* [Task inputs]
::::
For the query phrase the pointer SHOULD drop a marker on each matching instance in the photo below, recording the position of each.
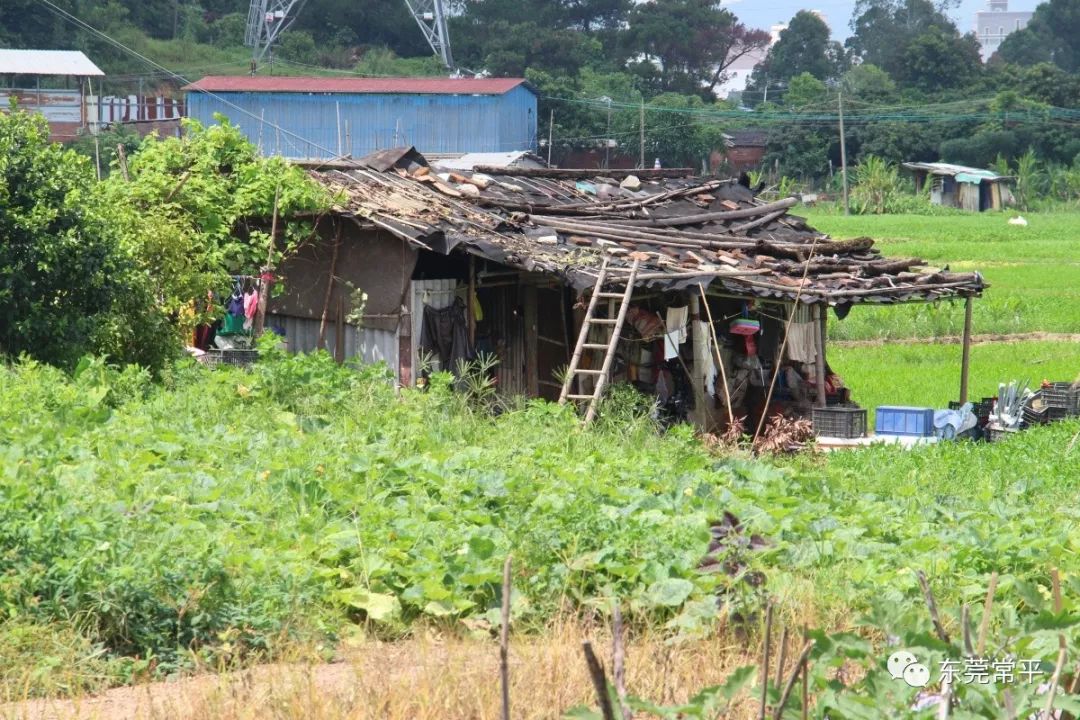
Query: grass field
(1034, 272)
::::
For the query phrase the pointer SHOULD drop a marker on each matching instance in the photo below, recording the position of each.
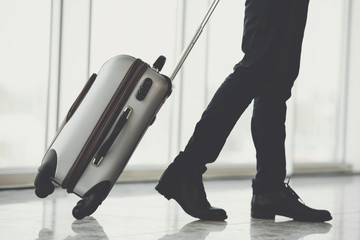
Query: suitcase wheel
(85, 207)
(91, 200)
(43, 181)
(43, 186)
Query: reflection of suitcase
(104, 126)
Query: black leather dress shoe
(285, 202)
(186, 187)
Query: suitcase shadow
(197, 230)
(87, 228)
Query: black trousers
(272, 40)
::::
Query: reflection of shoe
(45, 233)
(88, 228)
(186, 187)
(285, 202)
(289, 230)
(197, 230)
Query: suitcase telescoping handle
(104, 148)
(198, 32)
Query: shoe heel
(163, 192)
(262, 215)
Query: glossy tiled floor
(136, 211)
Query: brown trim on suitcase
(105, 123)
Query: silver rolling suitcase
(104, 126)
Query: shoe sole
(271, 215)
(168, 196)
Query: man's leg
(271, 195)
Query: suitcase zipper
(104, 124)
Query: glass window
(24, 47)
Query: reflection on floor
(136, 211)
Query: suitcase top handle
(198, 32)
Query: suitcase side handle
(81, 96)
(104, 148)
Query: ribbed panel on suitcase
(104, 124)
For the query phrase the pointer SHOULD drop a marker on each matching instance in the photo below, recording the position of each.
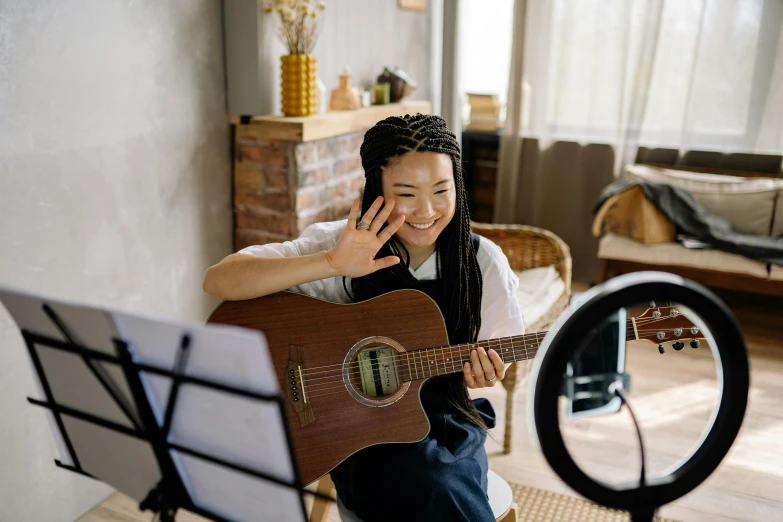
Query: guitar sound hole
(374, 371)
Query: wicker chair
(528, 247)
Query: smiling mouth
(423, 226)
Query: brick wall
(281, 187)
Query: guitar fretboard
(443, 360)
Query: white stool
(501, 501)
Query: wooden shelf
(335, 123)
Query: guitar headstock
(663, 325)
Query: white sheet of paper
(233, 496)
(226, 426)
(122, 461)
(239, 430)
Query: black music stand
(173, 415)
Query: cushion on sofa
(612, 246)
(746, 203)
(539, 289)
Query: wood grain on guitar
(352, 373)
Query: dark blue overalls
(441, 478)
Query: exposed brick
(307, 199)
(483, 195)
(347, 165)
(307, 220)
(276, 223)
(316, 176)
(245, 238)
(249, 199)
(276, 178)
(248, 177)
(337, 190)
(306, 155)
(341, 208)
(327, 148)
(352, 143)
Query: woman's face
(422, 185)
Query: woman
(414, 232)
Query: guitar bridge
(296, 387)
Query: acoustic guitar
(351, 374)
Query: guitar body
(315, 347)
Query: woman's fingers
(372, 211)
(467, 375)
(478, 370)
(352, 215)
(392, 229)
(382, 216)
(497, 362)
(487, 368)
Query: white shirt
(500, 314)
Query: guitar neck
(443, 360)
::::
Count the lines above that contain the word "guitar", and reply with that number alone.

* [Expected output] 8